▶ [Challenge]: Extract every line of the listing below verbatim, omitting the pictures.
Start of Recorded data
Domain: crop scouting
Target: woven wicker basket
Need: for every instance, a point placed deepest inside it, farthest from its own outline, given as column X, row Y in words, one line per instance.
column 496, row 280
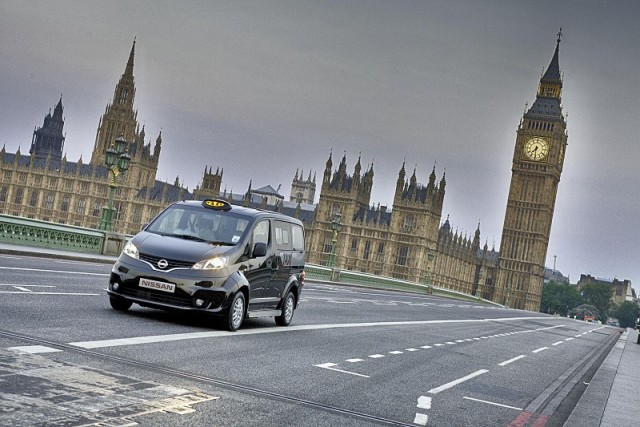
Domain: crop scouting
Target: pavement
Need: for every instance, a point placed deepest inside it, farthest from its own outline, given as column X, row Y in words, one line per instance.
column 611, row 399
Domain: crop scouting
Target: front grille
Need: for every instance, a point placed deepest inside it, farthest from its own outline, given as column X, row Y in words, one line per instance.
column 171, row 263
column 179, row 298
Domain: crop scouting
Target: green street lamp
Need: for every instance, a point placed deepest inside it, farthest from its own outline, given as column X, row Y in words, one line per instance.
column 117, row 161
column 479, row 288
column 427, row 273
column 336, row 226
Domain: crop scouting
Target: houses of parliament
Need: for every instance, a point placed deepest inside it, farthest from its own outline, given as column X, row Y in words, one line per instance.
column 409, row 241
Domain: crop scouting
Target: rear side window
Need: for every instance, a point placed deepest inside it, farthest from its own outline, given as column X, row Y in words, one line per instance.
column 283, row 235
column 297, row 235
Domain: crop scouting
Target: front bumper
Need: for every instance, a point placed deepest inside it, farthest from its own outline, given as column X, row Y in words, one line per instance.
column 194, row 290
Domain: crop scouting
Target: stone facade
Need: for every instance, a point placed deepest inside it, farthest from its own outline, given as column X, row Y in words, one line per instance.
column 409, row 241
column 538, row 158
column 45, row 185
column 303, row 190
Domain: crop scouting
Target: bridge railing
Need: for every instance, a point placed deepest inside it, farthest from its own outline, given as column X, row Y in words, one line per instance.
column 328, row 274
column 44, row 234
column 36, row 233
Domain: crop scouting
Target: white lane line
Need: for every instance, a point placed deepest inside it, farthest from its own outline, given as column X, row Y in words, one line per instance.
column 506, row 362
column 31, row 286
column 53, row 271
column 330, row 366
column 50, row 293
column 492, row 403
column 217, row 334
column 34, row 349
column 458, row 381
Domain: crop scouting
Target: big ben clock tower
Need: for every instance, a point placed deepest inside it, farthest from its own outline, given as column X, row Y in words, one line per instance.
column 537, row 165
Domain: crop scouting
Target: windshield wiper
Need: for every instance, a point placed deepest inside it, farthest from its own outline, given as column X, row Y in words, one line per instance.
column 187, row 237
column 221, row 243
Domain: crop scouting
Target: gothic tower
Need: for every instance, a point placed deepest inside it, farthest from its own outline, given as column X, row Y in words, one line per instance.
column 303, row 190
column 48, row 141
column 537, row 165
column 120, row 119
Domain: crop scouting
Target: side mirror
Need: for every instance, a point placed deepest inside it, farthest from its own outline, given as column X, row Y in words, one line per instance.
column 260, row 249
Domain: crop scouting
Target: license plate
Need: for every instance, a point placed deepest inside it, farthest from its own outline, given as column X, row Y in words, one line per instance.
column 158, row 286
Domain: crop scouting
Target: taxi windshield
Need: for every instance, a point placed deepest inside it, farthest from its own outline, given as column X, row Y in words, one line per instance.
column 197, row 223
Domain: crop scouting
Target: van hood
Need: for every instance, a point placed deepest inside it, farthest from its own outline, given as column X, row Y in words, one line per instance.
column 176, row 248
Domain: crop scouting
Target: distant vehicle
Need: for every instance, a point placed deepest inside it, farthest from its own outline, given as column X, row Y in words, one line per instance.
column 210, row 256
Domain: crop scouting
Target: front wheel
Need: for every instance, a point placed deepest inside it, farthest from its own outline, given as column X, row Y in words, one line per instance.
column 119, row 304
column 288, row 306
column 235, row 316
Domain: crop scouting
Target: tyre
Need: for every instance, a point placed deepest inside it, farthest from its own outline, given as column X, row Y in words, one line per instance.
column 235, row 315
column 288, row 306
column 119, row 304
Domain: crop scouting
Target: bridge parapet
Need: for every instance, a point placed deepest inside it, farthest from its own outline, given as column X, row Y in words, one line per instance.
column 32, row 232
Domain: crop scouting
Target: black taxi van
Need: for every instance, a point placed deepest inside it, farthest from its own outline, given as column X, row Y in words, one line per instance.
column 210, row 256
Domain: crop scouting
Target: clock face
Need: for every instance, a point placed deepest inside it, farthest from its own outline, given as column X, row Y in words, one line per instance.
column 536, row 148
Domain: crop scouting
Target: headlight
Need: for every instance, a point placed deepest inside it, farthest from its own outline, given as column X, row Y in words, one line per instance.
column 131, row 250
column 211, row 264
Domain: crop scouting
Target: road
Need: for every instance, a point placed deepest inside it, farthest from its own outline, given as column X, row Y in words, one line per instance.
column 351, row 357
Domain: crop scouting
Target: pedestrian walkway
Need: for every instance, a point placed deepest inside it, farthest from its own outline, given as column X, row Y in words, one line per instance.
column 612, row 398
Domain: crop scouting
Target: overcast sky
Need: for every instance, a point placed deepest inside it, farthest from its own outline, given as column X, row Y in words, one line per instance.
column 262, row 88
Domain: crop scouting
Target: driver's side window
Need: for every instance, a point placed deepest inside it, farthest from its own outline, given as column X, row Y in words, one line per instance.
column 261, row 233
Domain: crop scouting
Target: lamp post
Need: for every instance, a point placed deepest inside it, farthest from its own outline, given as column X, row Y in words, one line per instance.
column 336, row 226
column 427, row 273
column 117, row 161
column 479, row 288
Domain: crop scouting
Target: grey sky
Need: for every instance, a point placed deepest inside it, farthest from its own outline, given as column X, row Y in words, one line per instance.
column 262, row 88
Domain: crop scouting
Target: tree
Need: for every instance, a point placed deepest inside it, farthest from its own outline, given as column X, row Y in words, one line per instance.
column 627, row 314
column 584, row 310
column 599, row 295
column 558, row 298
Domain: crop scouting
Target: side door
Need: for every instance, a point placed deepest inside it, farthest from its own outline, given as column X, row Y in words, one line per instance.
column 283, row 246
column 259, row 269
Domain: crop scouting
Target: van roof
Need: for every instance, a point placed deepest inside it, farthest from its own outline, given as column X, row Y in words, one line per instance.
column 244, row 211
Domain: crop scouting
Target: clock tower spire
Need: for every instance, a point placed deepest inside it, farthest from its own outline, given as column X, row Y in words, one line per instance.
column 537, row 165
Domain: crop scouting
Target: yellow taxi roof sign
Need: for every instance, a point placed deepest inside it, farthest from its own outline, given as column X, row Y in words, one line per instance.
column 219, row 205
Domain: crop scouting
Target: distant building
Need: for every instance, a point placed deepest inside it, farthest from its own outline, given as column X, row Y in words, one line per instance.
column 410, row 241
column 303, row 190
column 551, row 275
column 622, row 290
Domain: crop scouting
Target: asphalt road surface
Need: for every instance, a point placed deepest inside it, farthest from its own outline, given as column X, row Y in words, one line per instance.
column 351, row 357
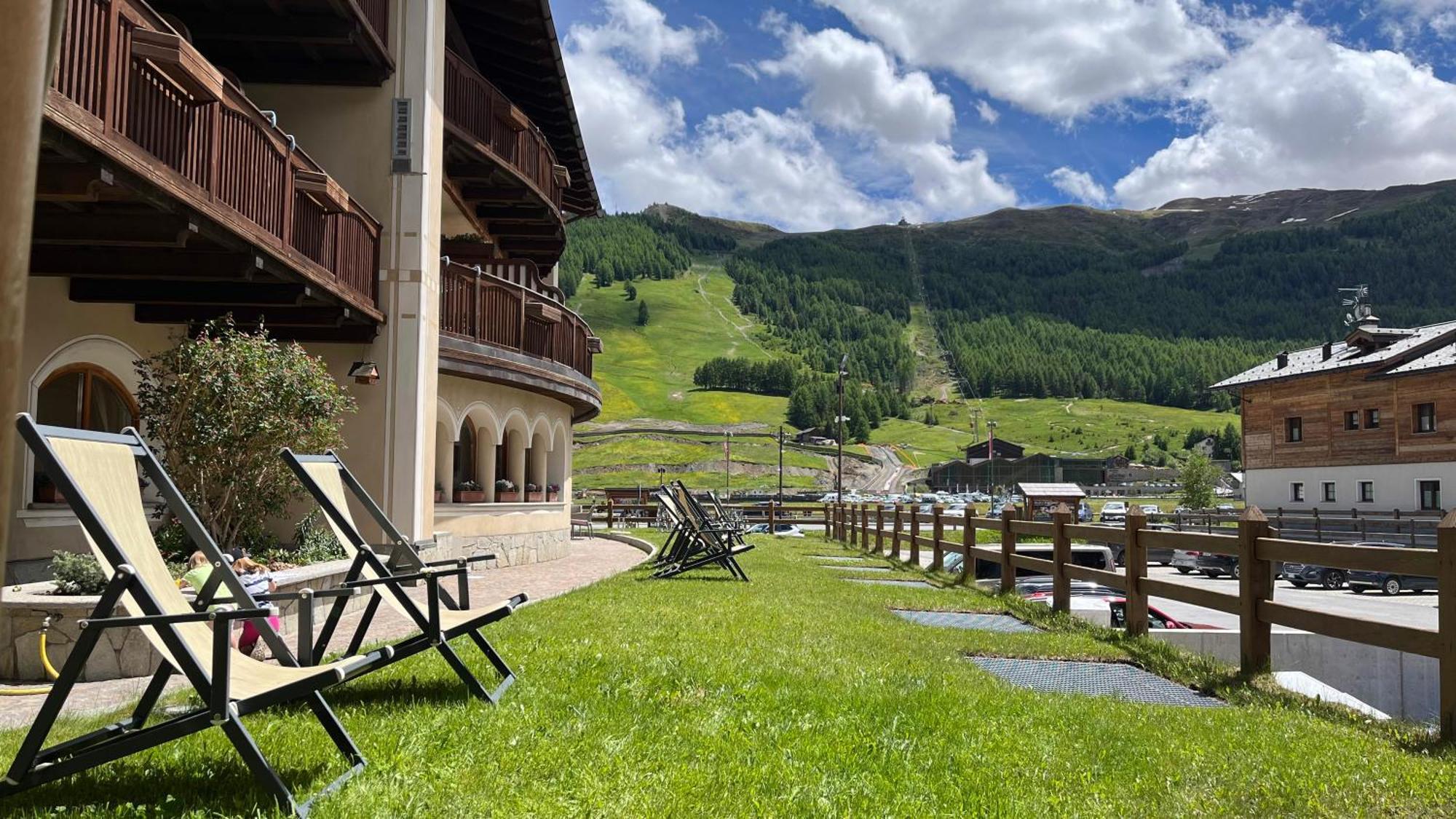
End of Recorded data
▶ [Finished task]:
Domain: crop scouting
Target: woven wicker basket
Need: for every instance, a point placed deepest inside it, farthest from its own outline, given as column X, row Y in words, one line per instance.
column 496, row 280
Domain: crop scouting
Target: pavement
Need: for every instance, a point placed deepest inside it, farthest from its own outline, given as column X, row Y in words, one line per instance.
column 611, row 399
Domain: crop scouting
Target: front grille
Need: for every instance, a point placed deepest inside it, farthest from its own outline, given as column X, row Y in words, one line per instance.
column 171, row 263
column 179, row 298
Domain: crop scouting
Target: green street lamp
Need: for every instance, a point placed deepest inside it, farthest from its own outline, given as column X, row Y in words, one line per instance.
column 117, row 161
column 479, row 288
column 427, row 273
column 336, row 226
Domain: crop scouting
Target: houses of parliament
Need: for every instance, a point placed deepest inside it, farthest from its own outline, given as column X, row Y in words, one line per instance.
column 409, row 241
Domain: crop scouting
Target: rear side window
Need: for every instance, a point placed deepest inside it, farthest from its own outline, given as column X, row Y in words, one line per instance.
column 283, row 235
column 297, row 235
Domain: crop scouting
Target: front bumper
Need: for every instance, a point placed deepest inside it, farthest from its own outline, given as column X, row Y in words, one line per instance.
column 194, row 290
Domain: crop scouting
Target: stone facade
Need: for every instance, a point placed deepest inside it, farthest from its own outline, given as column X, row Y in words, one line per instance.
column 409, row 241
column 538, row 158
column 45, row 185
column 303, row 190
Domain: crop scouting
Target: bridge railing
Need: for every instance, a point placed deepest inside it, farthest from its own outline, given as column X, row Y in words, one line per instance.
column 328, row 274
column 44, row 234
column 36, row 233
Domain: crop scouting
Target: white lane line
Need: for every instance, a point placed deepest inside it, farthest from its own outline, given as column X, row Y in words, one line per instance.
column 506, row 362
column 31, row 286
column 53, row 271
column 330, row 366
column 50, row 293
column 492, row 403
column 217, row 334
column 34, row 349
column 458, row 381
Domain: crop scouting
Target: big ben clock tower
Need: for every instance, a point placed deepest inside it, farthest from its own outline, given as column X, row Y in words, one line per instance.
column 537, row 165
Domain: crop scouting
Target: windshield wiper
Need: for every instance, a point placed deepest inside it, farthest from its own outline, given as column X, row Y in words, one line per instance.
column 187, row 237
column 221, row 243
Domain: crop scouting
Target: gothic tower
Need: for every instance, a point placed deepest inside it, farthest from its own outline, given as column X, row Y in words, one line per instance.
column 303, row 190
column 48, row 141
column 537, row 165
column 120, row 119
Domain: crop scouting
Target: side mirror
Need: for every instance, a point placed deepest inside it, farthest from its own outline, given as column X, row Y in words, one line per instance.
column 260, row 249
Domain: crop scouting
Target: license plate
Need: for every instance, a point placed deepest inside it, farthest from its own outline, given as column X, row Y in words, one line per instance.
column 158, row 286
Domain: crop scouting
Target: taxi windshield
Need: for every instance, a point placed deepest inside it, farthest from its own outline, given as column X, row Y in words, one line per instance.
column 197, row 223
Domain: crop scouting
Target: van hood
Need: for every instance, a point placed deepest inside it, farthest from its own outline, given as column X, row Y in words, one line per instance.
column 176, row 248
Domain: crop scouting
Target: distant vehicle
Need: for every instance, a point placed deepest inside it, farthest from its own outline, given as column X, row Y in words, one line per instance.
column 210, row 256
Domain: crop scouting
Target: front wheel
Need: for every instance, a point placed deepest inside it, farthest from its own outline, given as column X, row Y in words, one line per instance.
column 119, row 304
column 288, row 306
column 235, row 316
Domain: crop scouting
Target: tyre
Need: for every instance, a point placed deepest inside it, farthest from its own outline, given as column X, row Y in words, one line per instance.
column 235, row 315
column 288, row 306
column 119, row 304
Domain: crop scouting
Target: bridge parapet
Need: for every instance, a point placed deepest inside it, farthest from its own outline, given as column X, row Y in words, one line per instance.
column 32, row 232
Domain: crop scouting
Target: black taxi van
Need: for every instance, a point placed deepest inside it, farthest from its own outline, given as column X, row Y in words, one line per instance.
column 210, row 256
Domain: crop scouting
Target: clock face
Need: for every instance, a point placed deepest inside it, farthest from its own outline, given as column X, row Y in words, one line per instance.
column 536, row 148
Domain: crop scouting
Target: headlight
Need: for every instance, a point placed deepest inside it, farthest from its own outline, given as column X, row Y in words, one line per instance.
column 131, row 250
column 211, row 264
Domain: crop scouting
Target: road
Need: for every instance, a point placed deepest inside it, farthest from its own outline, given as column X, row Y in words, one line per instance.
column 351, row 357
Domain: crop scouting
Target: pedestrian walkway
Need: for every instance, a point placed deepest inside it, farthest from its own outline, given as column X, row Y in words, one line per instance.
column 612, row 398
Domain: crop scouting
Target: overcast sky
Need: for every instance, a point placed deepest inside it, farthest from its own outline, given as column X, row Y in words, one line per instance.
column 262, row 88
Domain: crop scouting
Target: driver's side window
Need: for every instance, a point placed deepest inside it, farthest from its own outline, given as column X, row Y in words, one line per instance.
column 261, row 233
Domain: crop scouting
Target: lamp post
Need: for every instance, a point placed deepest inside it, farthest from its own outline, given as column X, row Y in words, one line per instance.
column 336, row 226
column 427, row 273
column 117, row 161
column 479, row 288
Domain: crop scouting
Target: grey sky
Need: for every instance, a point placed deepest inside it, farthest from its own outline, given as column X, row Y in words, one line per instance.
column 262, row 88
Domain: crop scouting
Target: tree
Need: for every instance, a point placed deepest inside it, farthest from its own outline, given as column X, row Y in words, one line per instance.
column 627, row 314
column 584, row 310
column 599, row 295
column 558, row 298
Domain: crop scouting
Target: side door
Need: for every instance, a point placed deepest inside it, farthest from its own outline, given as column X, row Y in words, one line per instance.
column 283, row 246
column 259, row 269
Domain: crop scouting
Target: van roof
Need: for every instance, a point placed deepest inside it, farthest from its own outline, given as column X, row Y in words, one line per instance.
column 244, row 211
Domain: crop scouting
Target: clock tower spire
Need: for every instance, a point placed deepest inside it, farthest from its own outline, given as column X, row Y in words, one line per instance.
column 537, row 165
Domain: crop scouting
Target: yellow taxi roof sign
Need: for every instance, a point placed deepest inside it, farthest from its own outline, given as column X, row Y in words, one line per instance.
column 219, row 205
Domain: crop scouting
Target: distant building
Need: for every instance, a point placed deepest inside it, farthest from its own outline, given as column X, row Y in words, one line per instance.
column 410, row 241
column 303, row 190
column 551, row 275
column 622, row 290
Domain: crop scouting
Target: asphalt road surface
Need: for every instance, a point placed deepest inside it, farthest from its own outline, given as column X, row Y in words, one line per instance.
column 351, row 357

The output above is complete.